*Exercise description*
Rewrite everything from the line containing "Can you tell me where the sign" down to the line containing "[62,316,78,330]", putting "worn" in place of "weathered" and leaving the rest unchanged.

*Data*

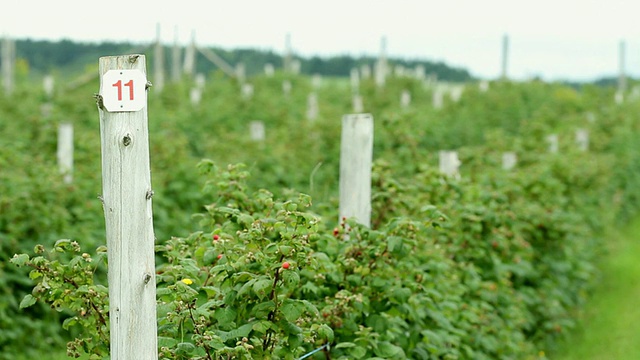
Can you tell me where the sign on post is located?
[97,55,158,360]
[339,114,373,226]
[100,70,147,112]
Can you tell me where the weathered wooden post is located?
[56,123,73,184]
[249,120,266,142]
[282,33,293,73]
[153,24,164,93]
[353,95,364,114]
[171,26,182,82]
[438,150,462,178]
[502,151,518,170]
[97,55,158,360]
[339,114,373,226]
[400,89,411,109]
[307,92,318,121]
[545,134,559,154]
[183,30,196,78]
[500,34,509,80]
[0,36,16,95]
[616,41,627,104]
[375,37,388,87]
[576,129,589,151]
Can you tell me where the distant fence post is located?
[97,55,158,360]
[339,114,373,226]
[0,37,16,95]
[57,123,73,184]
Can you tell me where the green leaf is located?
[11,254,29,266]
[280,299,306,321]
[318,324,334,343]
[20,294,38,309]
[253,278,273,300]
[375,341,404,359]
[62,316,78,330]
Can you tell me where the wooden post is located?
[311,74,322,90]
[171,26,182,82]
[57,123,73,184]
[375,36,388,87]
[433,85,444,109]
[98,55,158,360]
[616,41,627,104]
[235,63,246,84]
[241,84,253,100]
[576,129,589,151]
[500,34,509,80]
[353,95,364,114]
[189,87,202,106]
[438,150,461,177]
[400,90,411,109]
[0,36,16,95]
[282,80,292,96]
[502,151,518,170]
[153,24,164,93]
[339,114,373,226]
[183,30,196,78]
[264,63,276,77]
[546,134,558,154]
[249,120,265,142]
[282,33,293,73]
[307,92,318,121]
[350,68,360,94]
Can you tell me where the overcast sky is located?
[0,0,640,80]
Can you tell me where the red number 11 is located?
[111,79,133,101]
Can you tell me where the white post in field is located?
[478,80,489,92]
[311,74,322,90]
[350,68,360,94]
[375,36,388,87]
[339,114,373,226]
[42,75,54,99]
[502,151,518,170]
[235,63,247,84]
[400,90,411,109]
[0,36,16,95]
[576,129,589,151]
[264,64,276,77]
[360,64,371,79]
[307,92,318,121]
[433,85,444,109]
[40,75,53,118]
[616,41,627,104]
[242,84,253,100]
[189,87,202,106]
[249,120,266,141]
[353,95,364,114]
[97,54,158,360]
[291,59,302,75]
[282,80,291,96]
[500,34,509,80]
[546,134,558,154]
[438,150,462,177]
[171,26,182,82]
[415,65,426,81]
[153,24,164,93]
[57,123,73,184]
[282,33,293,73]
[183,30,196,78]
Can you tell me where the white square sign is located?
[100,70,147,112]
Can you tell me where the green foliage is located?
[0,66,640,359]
...
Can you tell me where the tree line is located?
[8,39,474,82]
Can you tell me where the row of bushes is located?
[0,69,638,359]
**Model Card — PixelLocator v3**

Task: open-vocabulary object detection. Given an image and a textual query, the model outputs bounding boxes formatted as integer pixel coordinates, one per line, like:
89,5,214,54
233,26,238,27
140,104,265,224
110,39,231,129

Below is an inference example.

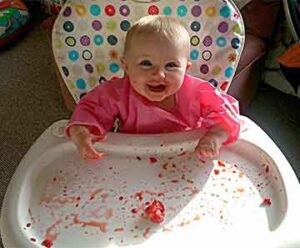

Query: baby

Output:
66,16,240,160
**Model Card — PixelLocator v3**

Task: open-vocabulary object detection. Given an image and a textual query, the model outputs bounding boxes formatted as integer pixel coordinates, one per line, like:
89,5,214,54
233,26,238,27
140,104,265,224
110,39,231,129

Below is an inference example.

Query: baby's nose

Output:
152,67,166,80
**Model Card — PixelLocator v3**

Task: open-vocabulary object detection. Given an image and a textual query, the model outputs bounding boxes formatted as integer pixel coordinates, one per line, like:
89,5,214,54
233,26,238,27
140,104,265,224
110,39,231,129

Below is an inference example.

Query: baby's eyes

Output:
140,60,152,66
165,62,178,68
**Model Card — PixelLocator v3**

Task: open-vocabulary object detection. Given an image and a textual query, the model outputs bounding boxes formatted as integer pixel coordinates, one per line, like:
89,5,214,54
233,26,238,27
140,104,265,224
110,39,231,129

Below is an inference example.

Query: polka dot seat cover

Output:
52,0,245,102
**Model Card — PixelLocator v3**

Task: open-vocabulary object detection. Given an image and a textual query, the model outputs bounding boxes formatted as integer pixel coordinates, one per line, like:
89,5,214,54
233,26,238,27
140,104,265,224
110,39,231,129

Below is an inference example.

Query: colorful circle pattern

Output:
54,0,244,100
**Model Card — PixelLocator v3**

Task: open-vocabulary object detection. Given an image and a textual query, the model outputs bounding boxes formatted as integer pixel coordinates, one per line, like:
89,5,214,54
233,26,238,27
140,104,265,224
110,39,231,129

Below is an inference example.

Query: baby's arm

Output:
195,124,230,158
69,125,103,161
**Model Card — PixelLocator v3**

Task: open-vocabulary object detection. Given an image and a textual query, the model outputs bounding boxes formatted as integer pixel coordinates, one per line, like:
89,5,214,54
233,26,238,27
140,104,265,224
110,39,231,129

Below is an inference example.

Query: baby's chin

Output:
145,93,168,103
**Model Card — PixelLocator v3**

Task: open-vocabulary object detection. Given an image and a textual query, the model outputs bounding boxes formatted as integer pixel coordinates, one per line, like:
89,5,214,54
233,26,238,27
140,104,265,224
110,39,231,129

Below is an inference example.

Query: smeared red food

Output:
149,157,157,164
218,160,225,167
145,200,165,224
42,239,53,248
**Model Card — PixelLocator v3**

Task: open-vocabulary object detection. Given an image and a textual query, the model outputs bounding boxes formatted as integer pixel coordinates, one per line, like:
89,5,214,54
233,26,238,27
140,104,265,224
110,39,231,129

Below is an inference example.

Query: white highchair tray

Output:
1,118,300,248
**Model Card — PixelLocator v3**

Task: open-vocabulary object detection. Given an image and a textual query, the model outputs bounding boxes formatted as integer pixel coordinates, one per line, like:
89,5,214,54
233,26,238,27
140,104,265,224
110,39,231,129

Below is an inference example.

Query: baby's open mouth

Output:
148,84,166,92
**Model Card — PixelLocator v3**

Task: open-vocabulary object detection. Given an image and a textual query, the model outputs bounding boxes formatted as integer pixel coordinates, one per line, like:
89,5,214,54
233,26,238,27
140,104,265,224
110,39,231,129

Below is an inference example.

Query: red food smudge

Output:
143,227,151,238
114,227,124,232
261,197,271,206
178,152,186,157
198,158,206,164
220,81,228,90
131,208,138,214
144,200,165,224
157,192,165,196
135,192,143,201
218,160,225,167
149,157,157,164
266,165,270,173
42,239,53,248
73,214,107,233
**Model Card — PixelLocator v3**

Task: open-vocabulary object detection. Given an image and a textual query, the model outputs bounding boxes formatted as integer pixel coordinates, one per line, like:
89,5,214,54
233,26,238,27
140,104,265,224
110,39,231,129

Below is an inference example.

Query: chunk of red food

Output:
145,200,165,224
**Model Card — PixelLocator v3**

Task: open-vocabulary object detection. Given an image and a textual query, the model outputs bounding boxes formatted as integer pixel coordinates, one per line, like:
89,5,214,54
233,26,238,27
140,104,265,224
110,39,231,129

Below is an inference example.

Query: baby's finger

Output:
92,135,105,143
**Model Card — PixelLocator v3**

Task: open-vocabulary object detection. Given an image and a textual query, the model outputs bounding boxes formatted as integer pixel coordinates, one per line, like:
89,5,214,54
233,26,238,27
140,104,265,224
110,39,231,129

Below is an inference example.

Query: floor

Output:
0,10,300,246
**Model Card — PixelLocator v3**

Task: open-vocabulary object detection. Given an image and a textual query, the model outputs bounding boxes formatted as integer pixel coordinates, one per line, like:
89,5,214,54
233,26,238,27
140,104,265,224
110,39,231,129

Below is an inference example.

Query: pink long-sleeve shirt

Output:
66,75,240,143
* * *
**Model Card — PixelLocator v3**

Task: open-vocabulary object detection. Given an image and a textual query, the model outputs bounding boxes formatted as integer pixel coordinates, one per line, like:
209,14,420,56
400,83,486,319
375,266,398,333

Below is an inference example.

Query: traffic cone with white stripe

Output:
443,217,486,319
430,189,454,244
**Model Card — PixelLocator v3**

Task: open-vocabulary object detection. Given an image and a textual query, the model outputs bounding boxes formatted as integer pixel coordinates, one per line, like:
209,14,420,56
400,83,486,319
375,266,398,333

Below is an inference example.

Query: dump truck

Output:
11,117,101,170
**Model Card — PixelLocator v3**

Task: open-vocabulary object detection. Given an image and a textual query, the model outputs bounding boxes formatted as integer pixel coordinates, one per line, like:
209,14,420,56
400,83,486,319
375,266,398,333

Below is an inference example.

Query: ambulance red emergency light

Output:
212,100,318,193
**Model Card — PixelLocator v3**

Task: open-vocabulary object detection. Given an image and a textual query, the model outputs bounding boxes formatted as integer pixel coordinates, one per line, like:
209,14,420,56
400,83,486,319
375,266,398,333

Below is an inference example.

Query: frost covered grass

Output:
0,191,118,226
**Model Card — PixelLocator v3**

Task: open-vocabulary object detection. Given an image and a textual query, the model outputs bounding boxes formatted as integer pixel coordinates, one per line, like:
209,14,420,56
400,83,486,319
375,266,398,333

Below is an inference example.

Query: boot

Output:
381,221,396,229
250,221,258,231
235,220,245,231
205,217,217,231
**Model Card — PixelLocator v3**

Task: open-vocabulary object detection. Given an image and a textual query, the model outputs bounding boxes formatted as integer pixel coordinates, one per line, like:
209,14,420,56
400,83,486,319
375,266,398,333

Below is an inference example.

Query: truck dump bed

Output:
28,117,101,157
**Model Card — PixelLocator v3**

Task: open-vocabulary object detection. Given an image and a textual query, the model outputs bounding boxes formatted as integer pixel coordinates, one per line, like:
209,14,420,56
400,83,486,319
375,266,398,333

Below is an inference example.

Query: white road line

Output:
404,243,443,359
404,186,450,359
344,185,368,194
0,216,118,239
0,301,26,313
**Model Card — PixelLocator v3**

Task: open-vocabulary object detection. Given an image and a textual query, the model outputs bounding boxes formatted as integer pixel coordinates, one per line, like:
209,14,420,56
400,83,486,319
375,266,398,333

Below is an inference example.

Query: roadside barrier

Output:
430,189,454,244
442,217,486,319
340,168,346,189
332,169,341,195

*Written answer*
Can you tell me where the sign on post is located?
[97,55,158,360]
[339,114,373,226]
[100,70,147,112]
Can you tell me where the worn wooden post is located?
[56,123,73,184]
[249,120,266,142]
[282,33,293,73]
[153,24,164,93]
[353,95,364,114]
[171,26,182,82]
[438,150,462,178]
[502,151,518,170]
[97,55,158,360]
[339,114,373,226]
[400,89,411,109]
[307,92,318,121]
[545,134,559,154]
[183,30,196,78]
[500,34,509,80]
[0,36,16,95]
[616,41,627,104]
[375,37,388,87]
[576,129,589,151]
Can you tell me where the distant fence post is located?
[97,55,158,360]
[339,114,373,226]
[0,37,16,95]
[57,123,73,184]
Can you tell me where the green leaf is located?
[11,254,29,266]
[280,299,306,321]
[318,324,334,343]
[20,294,38,309]
[253,278,273,300]
[375,341,404,359]
[62,316,78,330]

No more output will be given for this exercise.